WHAT THIS TASK INVOLVES »
Copy out all the lines below, requests included, and shift each answer coordinate by adding 77 to both of its numbers. Leave the pictures out.
+++
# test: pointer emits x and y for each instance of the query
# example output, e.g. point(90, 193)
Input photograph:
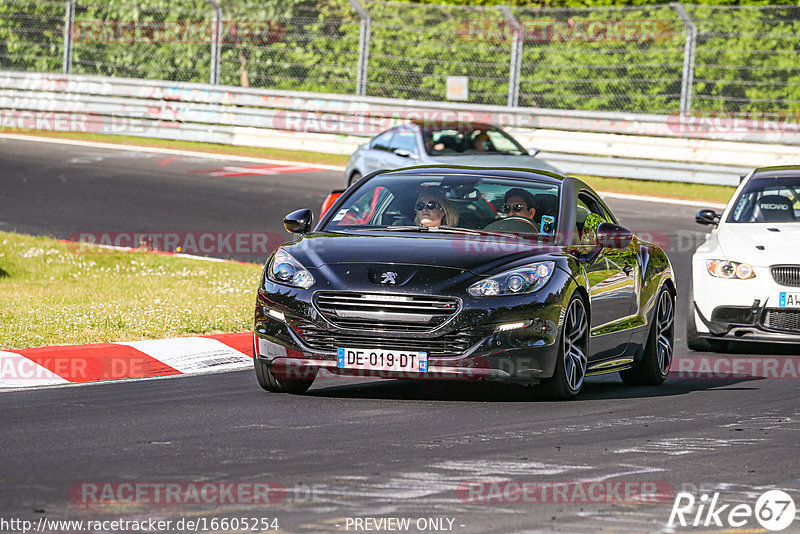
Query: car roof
point(499, 172)
point(782, 171)
point(454, 125)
+++
RESULT OF THE TASK »
# test: pointer emits x and y for each instance of the query
# example output, e.g. point(90, 193)
Input photograph:
Query: car roof
point(576, 249)
point(859, 248)
point(531, 202)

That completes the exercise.